A series of records
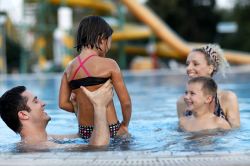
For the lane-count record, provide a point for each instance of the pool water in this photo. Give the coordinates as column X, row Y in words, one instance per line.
column 154, row 123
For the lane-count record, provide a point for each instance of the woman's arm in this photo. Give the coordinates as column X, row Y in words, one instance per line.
column 122, row 94
column 64, row 95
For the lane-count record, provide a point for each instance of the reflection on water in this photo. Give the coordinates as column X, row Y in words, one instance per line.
column 154, row 123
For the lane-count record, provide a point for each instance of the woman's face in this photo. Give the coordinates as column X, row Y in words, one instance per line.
column 197, row 65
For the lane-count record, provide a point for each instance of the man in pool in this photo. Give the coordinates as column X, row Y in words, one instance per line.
column 24, row 114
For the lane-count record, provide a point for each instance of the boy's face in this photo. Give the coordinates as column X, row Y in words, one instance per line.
column 194, row 96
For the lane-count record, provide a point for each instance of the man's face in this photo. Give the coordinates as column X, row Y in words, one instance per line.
column 37, row 114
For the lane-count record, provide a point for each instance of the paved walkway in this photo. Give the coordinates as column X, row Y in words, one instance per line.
column 126, row 158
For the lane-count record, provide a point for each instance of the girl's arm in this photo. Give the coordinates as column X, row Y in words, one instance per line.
column 232, row 109
column 64, row 95
column 181, row 107
column 122, row 94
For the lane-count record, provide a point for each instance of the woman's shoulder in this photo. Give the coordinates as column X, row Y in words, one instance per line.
column 180, row 100
column 228, row 95
column 111, row 63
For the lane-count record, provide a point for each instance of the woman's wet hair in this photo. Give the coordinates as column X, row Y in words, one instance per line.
column 209, row 86
column 214, row 56
column 91, row 31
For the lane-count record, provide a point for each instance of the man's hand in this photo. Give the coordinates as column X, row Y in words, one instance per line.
column 123, row 130
column 101, row 96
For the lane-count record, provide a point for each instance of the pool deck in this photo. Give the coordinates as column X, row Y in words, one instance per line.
column 126, row 158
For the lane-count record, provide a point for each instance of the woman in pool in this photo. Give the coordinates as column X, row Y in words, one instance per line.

**Stated goal**. Recast every line of the records above as a numbered list, leaving out blank lines and the pictures.

**Result of this exercise**.
1. For the lane-count record, provide a point for each instance of the pool water in this photo. Give the coordinates as column X, row Y in words, one instance per line.
2. column 154, row 123
3. For the lane-count record, provide a point for each instance of the woman's arm in this photo. Give the coordinates as column X, row Y in words, one instance per line.
4. column 122, row 94
5. column 64, row 95
6. For the lane-count record, provide a point for each instance of the reflection on water in this photo. Give the coordinates as column X, row Y in words, one instance per line.
7. column 154, row 123
8. For the lane-count record, provide a point for each instance of the woman's face in this photo. Give the coordinates as column X, row Y in words, one instance per line.
9. column 197, row 65
10. For the lane-count record, provide a point for each instance of the man in pool in this photo. Give the coordinates as column X, row Y in words, one instance per line.
11. column 24, row 114
12. For the lane-count record, provide a point for each instance of the boy's face in this photo. Give the coordinates as column X, row Y in words, one instance per line.
13. column 194, row 96
14. For the lane-count record, provide a point for each instance of the man's face in this photo. Give the coordinates as column X, row Y in words, one instance per line.
15. column 37, row 114
16. For the lane-count record, provide a point for each instance of the paved walkway in this photo. Give the coordinates as column X, row Y in words, one instance per line.
17. column 126, row 158
18. For the lane-count record, provide a point for each instance of the girl's arm in this photo. Give the coordinates as column X, row Y in words, one instance per line.
19. column 232, row 109
20. column 64, row 95
21. column 181, row 107
22. column 122, row 94
23. For the lane-count record, provide a point for each instance of the woman's shoulder in this photo. Give the coordinates as column X, row Y in words, one instance per line.
24. column 180, row 100
25. column 228, row 95
26. column 111, row 63
27. For the lane-count record, provide a point for each instance of the woman's wet hair in this photo. Give the coordinates as column X, row Y in words, one instance per line.
28. column 209, row 86
29. column 214, row 56
30. column 91, row 31
31. For the lane-count record, provide a point for each instance of the man's hand in this photo. Give the coordinates as column X, row Y in words, one instance per line.
32. column 123, row 130
33. column 101, row 96
34. For the lane-count record, provide a point for each instance of the pool deck in this photo. Give the coordinates as column X, row Y in words, one instance per line.
35. column 126, row 158
36. For the lane-count record, provide a point for each instance of the woman in pool in this photo. Give the coordinates as column X, row Y in words, one instance per line.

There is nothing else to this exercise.